§ THE RECORDS
= = = =

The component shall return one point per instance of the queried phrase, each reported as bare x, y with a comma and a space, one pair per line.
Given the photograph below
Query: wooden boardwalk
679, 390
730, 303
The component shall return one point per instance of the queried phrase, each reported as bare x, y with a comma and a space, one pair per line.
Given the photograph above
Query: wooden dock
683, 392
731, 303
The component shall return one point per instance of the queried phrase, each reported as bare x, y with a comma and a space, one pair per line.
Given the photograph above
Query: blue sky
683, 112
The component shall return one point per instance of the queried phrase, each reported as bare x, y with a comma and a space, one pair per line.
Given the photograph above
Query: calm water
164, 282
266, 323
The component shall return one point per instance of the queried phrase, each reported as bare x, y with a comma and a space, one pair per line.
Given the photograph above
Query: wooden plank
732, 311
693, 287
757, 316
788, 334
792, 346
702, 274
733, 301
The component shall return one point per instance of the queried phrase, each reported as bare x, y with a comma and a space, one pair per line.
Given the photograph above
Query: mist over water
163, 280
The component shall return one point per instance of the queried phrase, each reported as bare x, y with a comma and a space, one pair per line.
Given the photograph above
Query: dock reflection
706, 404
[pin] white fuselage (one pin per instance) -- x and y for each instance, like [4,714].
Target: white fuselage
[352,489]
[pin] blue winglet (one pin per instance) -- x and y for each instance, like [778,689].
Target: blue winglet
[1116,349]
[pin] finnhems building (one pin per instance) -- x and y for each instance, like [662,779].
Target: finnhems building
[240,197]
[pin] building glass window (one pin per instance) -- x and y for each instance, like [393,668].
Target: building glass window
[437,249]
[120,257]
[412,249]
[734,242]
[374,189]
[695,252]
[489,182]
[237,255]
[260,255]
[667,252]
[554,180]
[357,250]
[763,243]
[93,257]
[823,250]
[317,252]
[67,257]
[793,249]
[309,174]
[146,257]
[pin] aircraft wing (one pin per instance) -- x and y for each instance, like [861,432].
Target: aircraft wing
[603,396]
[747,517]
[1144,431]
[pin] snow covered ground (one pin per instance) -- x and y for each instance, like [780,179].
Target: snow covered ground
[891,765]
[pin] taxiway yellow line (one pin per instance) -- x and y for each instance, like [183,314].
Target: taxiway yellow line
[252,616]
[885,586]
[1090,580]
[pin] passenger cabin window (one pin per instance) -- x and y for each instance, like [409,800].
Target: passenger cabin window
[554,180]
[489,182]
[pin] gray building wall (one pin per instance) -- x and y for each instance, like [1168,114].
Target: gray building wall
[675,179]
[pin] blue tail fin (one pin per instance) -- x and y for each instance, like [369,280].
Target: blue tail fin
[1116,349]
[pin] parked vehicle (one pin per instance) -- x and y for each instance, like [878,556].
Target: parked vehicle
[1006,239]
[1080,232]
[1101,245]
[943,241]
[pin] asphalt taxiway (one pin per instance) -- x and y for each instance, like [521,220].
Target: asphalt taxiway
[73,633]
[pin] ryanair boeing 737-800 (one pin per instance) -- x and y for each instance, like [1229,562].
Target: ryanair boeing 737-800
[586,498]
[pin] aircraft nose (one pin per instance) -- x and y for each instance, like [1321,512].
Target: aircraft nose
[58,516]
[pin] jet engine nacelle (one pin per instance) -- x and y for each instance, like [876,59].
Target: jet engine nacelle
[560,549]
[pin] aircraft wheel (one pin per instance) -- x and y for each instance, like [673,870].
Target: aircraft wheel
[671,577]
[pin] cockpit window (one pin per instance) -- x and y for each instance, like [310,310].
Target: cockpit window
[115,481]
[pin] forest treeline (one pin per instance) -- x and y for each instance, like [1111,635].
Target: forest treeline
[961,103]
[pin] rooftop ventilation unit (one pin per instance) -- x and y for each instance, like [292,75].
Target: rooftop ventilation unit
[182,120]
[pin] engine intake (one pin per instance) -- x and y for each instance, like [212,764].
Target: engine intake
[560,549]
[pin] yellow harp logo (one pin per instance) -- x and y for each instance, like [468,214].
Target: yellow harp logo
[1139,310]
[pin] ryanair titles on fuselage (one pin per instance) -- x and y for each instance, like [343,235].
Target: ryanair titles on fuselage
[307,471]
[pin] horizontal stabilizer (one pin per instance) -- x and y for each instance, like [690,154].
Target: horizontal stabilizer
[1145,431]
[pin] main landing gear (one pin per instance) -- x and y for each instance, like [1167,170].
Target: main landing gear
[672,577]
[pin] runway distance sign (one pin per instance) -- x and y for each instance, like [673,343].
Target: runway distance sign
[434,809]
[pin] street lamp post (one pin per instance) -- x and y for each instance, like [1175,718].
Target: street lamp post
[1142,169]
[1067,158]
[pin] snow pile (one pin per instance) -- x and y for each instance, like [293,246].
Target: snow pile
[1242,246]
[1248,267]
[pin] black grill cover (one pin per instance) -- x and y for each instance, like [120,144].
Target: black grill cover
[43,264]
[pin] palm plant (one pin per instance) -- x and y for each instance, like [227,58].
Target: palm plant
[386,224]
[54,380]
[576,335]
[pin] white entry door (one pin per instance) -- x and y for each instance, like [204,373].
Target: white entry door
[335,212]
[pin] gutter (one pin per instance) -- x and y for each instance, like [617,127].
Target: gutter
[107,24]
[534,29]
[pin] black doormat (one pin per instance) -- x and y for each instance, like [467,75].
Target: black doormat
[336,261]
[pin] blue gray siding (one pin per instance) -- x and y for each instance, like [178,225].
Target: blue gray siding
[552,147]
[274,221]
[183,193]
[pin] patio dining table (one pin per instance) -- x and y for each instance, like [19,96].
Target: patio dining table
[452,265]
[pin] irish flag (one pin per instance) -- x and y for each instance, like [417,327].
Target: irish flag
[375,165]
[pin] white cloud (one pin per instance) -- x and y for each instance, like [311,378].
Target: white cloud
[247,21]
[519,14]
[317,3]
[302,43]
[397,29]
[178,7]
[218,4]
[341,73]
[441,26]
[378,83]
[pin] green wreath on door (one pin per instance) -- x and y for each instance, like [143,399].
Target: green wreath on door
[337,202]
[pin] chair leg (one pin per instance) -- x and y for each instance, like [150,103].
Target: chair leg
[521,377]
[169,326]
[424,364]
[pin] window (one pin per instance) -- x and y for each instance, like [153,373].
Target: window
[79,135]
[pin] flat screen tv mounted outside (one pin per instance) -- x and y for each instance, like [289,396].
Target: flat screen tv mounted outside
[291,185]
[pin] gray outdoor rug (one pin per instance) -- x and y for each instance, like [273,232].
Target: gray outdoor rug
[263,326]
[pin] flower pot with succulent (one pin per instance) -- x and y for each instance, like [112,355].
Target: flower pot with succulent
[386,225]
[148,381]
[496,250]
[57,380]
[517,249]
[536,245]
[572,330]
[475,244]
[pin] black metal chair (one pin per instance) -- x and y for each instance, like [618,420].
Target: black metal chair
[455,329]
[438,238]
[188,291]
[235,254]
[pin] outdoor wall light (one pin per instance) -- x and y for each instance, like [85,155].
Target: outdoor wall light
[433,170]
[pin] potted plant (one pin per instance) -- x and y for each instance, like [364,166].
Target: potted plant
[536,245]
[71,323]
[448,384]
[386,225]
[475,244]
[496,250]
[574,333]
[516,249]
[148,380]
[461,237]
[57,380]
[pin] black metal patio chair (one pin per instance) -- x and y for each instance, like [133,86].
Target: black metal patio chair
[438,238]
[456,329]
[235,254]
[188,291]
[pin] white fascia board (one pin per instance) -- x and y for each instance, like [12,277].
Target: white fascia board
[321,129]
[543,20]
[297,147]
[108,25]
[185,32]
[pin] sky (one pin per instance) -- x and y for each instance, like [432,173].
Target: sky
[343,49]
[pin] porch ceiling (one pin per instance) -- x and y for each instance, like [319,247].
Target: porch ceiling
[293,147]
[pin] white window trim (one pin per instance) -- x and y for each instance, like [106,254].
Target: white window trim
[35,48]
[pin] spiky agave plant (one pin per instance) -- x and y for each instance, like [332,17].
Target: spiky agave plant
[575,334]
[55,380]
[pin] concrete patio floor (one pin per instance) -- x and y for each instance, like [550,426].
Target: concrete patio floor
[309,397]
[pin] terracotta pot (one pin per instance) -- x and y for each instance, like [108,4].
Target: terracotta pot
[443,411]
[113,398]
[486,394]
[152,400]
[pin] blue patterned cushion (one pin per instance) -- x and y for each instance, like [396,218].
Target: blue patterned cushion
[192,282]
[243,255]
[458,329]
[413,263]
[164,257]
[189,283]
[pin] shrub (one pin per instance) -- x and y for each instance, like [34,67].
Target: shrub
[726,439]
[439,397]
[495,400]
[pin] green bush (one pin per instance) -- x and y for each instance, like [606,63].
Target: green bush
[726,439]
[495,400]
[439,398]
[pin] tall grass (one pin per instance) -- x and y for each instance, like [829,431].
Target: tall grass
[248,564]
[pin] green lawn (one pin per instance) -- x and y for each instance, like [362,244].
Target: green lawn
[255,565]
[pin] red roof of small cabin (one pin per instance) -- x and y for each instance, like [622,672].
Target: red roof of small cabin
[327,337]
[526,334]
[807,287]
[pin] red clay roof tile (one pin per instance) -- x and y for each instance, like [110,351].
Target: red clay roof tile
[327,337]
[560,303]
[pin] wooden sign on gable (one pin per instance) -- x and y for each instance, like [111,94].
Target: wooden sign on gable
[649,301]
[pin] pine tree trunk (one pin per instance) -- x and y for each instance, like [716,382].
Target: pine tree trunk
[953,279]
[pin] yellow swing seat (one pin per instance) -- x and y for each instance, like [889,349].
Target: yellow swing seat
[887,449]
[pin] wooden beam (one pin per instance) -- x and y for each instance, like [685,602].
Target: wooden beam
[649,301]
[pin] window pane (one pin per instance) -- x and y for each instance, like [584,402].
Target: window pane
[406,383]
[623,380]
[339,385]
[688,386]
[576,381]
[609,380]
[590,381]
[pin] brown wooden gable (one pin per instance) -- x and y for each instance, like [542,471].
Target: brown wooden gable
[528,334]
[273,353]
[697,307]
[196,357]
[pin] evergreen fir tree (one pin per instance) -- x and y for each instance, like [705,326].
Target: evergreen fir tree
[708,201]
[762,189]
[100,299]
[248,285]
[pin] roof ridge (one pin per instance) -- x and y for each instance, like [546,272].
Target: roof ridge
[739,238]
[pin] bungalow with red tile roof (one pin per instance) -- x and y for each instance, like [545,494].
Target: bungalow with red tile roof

= = = =

§ EXERCISE
From the listing above, copy every line that includes the word "bungalow".

§ ANSWER SPACE
[pin] bungalow with red tile roof (one pin per instance) -- x and y for each instance, like [545,494].
Target: bungalow with red tile roof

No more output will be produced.